### Testo della pagina

-------------------------

La violenza antropologica della Cassazione

La violenza antropologica della Cassazione

di Daniele Trabucco

MAMMA E PAPÁ VS CORTE DI CASSAZIONE

La recente sentenza della Corte di Cassazione, che ha definito irragionevole e discriminatoria l’indicazione dei termini “padre” e “madre” nella carta d’identità dei minori, rappresenta non soltanto una svolta giuridica discutibile, ma anche un preoccupante sintomo della progressiva erosione di quei fondamenti antropologici e razionali che hanno sostenuto per secoli la civiltà occidentale.

La scelta della Suprema Corte si iscrive infatti in una linea di pensiero che, sotto l’apparente vessillo dell’inclusione, finisce per recidere ogni radice stabile nella natura umana, sostituendo alla realtà un costrutto arbitrario, soggetto alle fluttuazioni del sentire individuale e delle pressioni ideologiche.

Non è necessario scomodare i padri della filosofia classica per comprendere quanto sia insostenibile, sul piano della ragione naturale, la pretesa di cancellare la differenza sessuale, inscritta nei termini “padre” e “madre” in nome di un’uguaglianza malintesa. Eppure è proprio da lì che bisogna partire per denunciare con chiarezza la portata filosofica di questa deriva.

Aristotele, nella sua “Politica” e più ancora nell’”Etica Nicomachea”, ha affermato con forza che il bene umano si realizza in conformità alla “physis”, cioè alla natura. L’essere umano, come “zoon politikon”, è inscritto in un ordine razionale che non può essere ignorato senza che ne consegua la dissoluzione dell’ordine stesso.

-------------------------

### Compito A
Nell'articolo sulla sentenza della Cassazione, come ha definito la Corte l'indicazione dei termini "padre" e "madre" nella carta d'identità dei minori?
### Compito B
Estrai senza modifiche dall'articolo sulla sentenza della Cassazione il passo che parte dalle parole "Non è necessario" e si ferma dopo "dissoluzione dell’ordine stesso.".
### Compito C
Per ciascuna affermazione indica se concorda con l'articolo sulla sentenza della Cassazione, rispondendo sì o no e citando le parole del testo che lo stabiliscono: (i) la sentenza discussa è stata emessa dalla Corte costituzionale; (ii) Aristotele sostiene che il bene umano si realizza in conformità alla natura; (iii) l'autore ritiene indispensabile ricorrere ai padri della filosofia classica per capire l'insostenibilità della pretesa di cancellare la differenza sessuale.

Record estratti da una raccolta:
-------------------------

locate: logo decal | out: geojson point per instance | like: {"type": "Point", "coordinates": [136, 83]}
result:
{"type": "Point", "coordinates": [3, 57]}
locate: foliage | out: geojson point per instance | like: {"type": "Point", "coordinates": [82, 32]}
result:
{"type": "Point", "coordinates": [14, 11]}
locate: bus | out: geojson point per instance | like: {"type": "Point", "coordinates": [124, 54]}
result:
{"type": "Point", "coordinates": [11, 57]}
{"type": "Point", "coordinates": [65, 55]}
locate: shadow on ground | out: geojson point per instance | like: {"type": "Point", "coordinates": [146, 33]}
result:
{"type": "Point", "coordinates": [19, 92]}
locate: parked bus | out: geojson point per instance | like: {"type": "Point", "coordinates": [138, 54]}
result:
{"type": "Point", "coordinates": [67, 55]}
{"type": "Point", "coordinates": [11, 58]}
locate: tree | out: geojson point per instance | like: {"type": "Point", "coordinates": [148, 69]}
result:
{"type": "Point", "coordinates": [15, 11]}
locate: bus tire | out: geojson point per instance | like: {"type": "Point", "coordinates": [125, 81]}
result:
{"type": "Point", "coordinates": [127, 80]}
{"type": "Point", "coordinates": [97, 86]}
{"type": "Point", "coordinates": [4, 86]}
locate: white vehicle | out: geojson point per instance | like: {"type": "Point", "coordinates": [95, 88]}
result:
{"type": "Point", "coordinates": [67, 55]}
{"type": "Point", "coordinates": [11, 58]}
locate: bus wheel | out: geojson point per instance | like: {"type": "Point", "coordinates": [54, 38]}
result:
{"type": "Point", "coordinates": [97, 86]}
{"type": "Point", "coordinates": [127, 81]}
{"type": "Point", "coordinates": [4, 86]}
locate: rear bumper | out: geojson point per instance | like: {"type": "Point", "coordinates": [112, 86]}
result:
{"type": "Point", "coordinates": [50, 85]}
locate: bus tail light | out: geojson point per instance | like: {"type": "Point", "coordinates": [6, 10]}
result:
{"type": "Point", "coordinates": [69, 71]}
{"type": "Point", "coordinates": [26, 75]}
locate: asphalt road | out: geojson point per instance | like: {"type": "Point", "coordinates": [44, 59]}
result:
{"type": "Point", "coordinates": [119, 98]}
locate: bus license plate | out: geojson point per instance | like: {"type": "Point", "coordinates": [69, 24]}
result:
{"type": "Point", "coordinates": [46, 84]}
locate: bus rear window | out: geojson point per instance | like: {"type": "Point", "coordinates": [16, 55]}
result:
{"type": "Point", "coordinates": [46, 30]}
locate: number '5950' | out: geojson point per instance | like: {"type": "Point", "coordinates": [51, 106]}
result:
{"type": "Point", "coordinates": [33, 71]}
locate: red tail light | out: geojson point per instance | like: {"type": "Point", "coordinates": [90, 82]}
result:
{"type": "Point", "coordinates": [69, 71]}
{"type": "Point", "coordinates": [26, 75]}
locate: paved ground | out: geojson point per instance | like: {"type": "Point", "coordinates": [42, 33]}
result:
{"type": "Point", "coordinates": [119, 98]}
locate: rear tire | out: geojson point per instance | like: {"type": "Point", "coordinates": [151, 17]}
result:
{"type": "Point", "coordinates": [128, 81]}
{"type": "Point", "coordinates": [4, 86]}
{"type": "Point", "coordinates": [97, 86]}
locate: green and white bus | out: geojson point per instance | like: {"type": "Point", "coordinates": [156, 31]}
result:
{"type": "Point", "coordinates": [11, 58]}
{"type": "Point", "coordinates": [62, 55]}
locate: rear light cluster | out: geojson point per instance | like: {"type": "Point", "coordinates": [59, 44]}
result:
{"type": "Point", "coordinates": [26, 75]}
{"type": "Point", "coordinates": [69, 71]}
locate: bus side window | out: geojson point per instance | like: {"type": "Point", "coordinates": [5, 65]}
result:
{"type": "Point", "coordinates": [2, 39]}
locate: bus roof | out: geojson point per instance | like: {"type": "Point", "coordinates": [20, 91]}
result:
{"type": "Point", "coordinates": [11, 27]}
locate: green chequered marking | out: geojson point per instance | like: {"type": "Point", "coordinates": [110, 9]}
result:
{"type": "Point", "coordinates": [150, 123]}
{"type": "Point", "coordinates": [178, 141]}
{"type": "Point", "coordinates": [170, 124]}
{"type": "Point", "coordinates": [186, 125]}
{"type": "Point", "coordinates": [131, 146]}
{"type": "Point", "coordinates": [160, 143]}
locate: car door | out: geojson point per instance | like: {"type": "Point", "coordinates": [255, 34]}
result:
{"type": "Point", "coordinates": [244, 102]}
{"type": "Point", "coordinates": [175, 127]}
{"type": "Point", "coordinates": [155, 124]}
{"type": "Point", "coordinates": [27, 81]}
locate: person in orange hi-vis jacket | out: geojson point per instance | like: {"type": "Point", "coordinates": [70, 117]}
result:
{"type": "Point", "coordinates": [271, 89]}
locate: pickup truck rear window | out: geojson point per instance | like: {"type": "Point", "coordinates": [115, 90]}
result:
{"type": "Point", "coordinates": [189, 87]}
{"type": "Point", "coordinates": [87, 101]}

-------------------------

### Risposta corretta A
Irragionevole e discriminatoria.

### Risposta corretta B
Non è necessario scomodare i padri della filosofia classica per comprendere quanto sia insostenibile, sul piano della ragione naturale, la pretesa di cancellare la differenza sessuale, inscritta nei termini “padre” e “madre” in nome di un’uguaglianza malintesa. Eppure è proprio da lì che bisogna partire per denunciare con chiarezza la portata filosofica di questa deriva.

Aristotele, nella sua “Politica” e più ancora nell’”Etica Nicomachea”, ha affermato con forza che il bene umano si realizza in conformità alla “physis”, cioè alla natura. L’essere umano, come “zoon politikon”, è inscritto in un ordine razionale che non può essere ignorato senza che ne consegua la dissoluzione dell’ordine stesso.

### Risposta corretta C
(i) No: «La recente sentenza della Corte di Cassazione».
(ii) Sì: «il bene umano si realizza in conformità alla “physis”, cioè alla natura».
(iii) No: «Non è necessario scomodare i padri della filosofia classica per comprendere quanto sia insostenibile».